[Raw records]
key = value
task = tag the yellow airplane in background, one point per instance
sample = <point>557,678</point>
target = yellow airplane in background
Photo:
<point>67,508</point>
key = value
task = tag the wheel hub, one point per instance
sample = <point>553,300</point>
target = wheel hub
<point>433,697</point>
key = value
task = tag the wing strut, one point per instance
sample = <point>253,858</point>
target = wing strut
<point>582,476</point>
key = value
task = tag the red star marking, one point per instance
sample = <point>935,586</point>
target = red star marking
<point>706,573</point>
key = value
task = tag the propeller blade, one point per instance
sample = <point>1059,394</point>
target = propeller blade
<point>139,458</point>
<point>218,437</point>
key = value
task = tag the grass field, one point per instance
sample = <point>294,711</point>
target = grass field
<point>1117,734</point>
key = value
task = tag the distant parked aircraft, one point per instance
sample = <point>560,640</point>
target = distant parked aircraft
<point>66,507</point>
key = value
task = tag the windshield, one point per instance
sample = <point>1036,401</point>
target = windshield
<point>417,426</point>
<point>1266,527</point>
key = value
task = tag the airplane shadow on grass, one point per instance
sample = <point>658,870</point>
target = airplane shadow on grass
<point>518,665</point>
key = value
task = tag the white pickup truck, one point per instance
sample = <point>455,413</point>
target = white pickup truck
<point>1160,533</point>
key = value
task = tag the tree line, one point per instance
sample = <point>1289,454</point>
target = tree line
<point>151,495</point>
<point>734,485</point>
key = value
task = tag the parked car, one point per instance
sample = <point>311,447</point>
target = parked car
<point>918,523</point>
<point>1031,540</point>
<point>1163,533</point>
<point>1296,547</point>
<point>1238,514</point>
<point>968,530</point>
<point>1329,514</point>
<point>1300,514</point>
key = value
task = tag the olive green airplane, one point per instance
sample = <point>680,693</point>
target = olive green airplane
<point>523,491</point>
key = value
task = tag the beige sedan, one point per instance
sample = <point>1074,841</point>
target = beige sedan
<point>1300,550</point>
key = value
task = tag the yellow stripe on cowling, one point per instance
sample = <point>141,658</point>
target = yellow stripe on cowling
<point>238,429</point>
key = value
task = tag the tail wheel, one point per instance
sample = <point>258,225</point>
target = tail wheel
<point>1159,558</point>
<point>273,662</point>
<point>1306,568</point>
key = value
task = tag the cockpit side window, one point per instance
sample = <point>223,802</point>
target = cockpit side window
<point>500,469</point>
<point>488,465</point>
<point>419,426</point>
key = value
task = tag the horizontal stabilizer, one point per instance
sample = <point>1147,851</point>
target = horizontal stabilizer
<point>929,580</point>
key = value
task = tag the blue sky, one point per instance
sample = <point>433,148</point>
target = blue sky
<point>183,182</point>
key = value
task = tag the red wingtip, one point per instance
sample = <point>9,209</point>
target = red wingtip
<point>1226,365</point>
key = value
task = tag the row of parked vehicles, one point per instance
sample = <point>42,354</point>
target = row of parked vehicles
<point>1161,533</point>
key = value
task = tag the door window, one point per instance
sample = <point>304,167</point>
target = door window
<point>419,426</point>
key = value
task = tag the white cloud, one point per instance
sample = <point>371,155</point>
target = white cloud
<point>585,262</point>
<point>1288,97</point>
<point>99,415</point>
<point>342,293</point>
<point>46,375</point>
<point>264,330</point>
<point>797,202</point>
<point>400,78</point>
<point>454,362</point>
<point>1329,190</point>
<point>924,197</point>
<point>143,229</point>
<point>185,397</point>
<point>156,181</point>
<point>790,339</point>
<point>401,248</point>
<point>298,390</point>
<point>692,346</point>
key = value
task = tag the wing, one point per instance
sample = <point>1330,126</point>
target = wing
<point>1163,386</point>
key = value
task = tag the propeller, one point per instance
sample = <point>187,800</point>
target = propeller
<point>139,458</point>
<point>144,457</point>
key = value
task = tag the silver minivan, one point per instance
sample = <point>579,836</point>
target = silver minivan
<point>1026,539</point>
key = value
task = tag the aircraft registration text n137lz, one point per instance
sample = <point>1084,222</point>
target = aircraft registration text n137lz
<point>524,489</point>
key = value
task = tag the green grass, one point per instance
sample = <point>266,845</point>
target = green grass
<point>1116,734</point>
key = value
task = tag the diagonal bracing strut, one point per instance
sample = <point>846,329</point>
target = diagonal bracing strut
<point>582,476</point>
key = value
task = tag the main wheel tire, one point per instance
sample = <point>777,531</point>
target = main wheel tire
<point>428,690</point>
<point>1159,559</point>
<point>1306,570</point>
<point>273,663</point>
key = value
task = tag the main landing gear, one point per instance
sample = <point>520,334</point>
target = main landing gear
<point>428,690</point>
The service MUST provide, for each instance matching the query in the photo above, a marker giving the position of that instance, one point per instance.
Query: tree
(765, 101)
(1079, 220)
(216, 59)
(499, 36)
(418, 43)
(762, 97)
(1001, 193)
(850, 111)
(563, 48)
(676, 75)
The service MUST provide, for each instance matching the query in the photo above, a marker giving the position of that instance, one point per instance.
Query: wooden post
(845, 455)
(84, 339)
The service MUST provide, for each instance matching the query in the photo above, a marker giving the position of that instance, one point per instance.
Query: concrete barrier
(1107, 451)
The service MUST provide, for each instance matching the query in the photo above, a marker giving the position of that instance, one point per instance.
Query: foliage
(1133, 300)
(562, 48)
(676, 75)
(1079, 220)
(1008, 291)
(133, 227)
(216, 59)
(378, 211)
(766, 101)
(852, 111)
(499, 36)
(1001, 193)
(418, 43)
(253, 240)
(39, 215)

• **TASK OBJECTIVE**
Copy the records above word for word, from their first line through the line with "<point>433,697</point>".

• **SOLVED PROBLEM**
key = value
task = tag the yellow airplane in background, one point per instance
sample = <point>557,678</point>
target = yellow airplane in background
Photo:
<point>67,508</point>
key = value
task = tag the wheel hub, one point per instance
sample = <point>553,300</point>
target = wheel hub
<point>433,697</point>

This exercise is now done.